● **文档节选**
________________

DA 面试 · SQL 面试

SQL 困难题精讲

困难题是 Senior DA 或偏技术方向的数据分析师面试中的区分题。它们通常涉及复杂的窗口函数组合、递归查询、多步骤业务逻辑等。能解出这些题,说明你的 SQL 能力达到了可以独立处理任何业务数据需求的水平。

题型概览

题型 考察点 难度特征
复杂窗口函数组合 多个窗口函数嵌套使用 需要清晰的逻辑拆分
递归 CTE 层级数据、序列生成 需要理解递归终止条件
间隔合并问题 重叠时间区间的合并 需要巧妙的排序和比较
漏斗转化分析 多步骤有序事件序列 需要处理时间顺序和条件过滤
中位数计算 在 SQL 中实现中位数 不同数据库实现方式差异大
会话划分 基于时间间隔划分用户会话 窗口函数 + 条件累计

题目 1:中位数薪资

题目:员工表 employees 包含 departmentsalary。请计算每个部门的薪资中位数。

WITH ranked AS (
    SELECT department,
           salary,
           ROW_NUMBER() OVER (PARTITION BY department ORDER BY salary) AS rn,
           COUNT(*) OVER (PARTITION BY department) AS cnt
    FROM employees
)
SELECT department,
       AVG(salary) AS median_salary
FROM ranked
WHERE rn IN (FLOOR((cnt + 1) / 2.0), CEIL((cnt + 1) / 2.0))
GROUP BY department;

思路解析:中位数的位置取决于总数是奇数还是偶数。奇数时中位数在第 (n+1)/2 位;偶数时中位数是第 n/2 和第 n/2+1 位的平均值。FLOORCEIL 统一处理了这两种情况——奇数时两者相等,偶数时分别取两个中间位置。

题目 2:漏斗转化分析

题目:用户事件表 events 包含 user_idevent_type(取值为 ‘view’、’cart’、’checkout’、’purchase’)、event_time。请计算从浏览到购买的四步漏斗转化率,要求每个用户在同一天内按顺序完成(后一步的时间必须晚于前一步)。

WITH funnel AS (
    SELECT
        e1.user_id,
        DATE(e1.event_time) AS funnel_date,
        MIN(e1.event_time) AS view_time,
        MIN(e2.event_time) AS cart_time,
        MIN(e3.event_time) AS checkout_time,
        MIN(e4.event_time) AS purchase_time
    FROM events e1
    LEFT JOIN events e2
        ON e1.user_id = e2.user_id
        AND DATE(e1.event_time) = DATE(e2.event_time)
        AND e2.event_type = 'cart'
        AND e2.event_time > e1.event_time
    LEFT JOIN events e3
        ON e1.user_id = e3.user_id
        AND DATE(e1.event_time) = DATE(e3.event_time)
        AND e3.event_type = 'checkout'
        AND e3.event_time > e2.event_time
    LEFT JOIN events e4
        ON e1.user_id = e4.user_id
        AND DATE(e1.event_time) = DATE(e4.event_time)
        AND e4.event_type = 'purchase'
        AND e4.event_time > e3.event_time
    WHERE e1.event_type = 'view'
    GROUP BY e1.user_id, DATE(e1.event_time)
)

________________

● **练习说明**
请将上文讲解 SQL 困难题的节选中从“WITH funnel AS”起、到“DATE(e1.event_time) = DATE(e2.event_time)”止的部分一字不改地再写一遍。

● **待审数据**
________________

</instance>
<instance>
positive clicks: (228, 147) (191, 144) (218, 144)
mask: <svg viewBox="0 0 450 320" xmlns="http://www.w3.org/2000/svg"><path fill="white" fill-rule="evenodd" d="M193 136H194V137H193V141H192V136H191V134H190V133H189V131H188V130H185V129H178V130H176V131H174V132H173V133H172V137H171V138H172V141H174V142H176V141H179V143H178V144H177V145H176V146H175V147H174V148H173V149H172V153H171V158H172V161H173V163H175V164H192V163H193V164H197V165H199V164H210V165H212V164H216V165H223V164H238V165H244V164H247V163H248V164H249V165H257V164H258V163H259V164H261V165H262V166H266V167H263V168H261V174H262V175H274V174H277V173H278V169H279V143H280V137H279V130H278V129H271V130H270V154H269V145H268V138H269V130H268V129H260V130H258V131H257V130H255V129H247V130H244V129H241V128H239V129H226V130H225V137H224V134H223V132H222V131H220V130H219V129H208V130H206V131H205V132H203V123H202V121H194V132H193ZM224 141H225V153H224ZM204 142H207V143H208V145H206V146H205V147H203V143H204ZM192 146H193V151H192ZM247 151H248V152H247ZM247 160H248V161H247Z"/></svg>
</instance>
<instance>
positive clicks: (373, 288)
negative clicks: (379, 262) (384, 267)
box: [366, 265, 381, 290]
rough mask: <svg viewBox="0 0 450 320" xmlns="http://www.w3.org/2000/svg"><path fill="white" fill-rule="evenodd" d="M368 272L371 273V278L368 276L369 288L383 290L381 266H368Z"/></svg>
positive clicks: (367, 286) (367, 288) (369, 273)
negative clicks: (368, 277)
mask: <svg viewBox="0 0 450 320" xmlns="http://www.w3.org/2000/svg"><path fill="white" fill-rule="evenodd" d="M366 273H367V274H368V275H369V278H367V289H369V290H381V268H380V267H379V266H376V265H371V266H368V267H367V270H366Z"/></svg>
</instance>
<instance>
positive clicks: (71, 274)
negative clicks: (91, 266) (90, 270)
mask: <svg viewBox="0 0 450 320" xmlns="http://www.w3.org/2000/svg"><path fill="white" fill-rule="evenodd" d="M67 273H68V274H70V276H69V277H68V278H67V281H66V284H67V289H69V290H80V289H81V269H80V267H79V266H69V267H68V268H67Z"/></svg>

________________

● **任务结果**
WITH funnel AS (
    SELECT
        e1.user_id,
        DATE(e1.event_time) AS funnel_date,
        MIN(e1.event_time) AS view_time,
        MIN(e2.event_time) AS cart_time,
        MIN(e3.event_time) AS checkout_time,
        MIN(e4.event_time) AS purchase_time
    FROM events e1
    LEFT JOIN events e2
        ON e1.user_id = e2.user_id
        AND DATE(e1.event_time) = DATE(e2.event_time)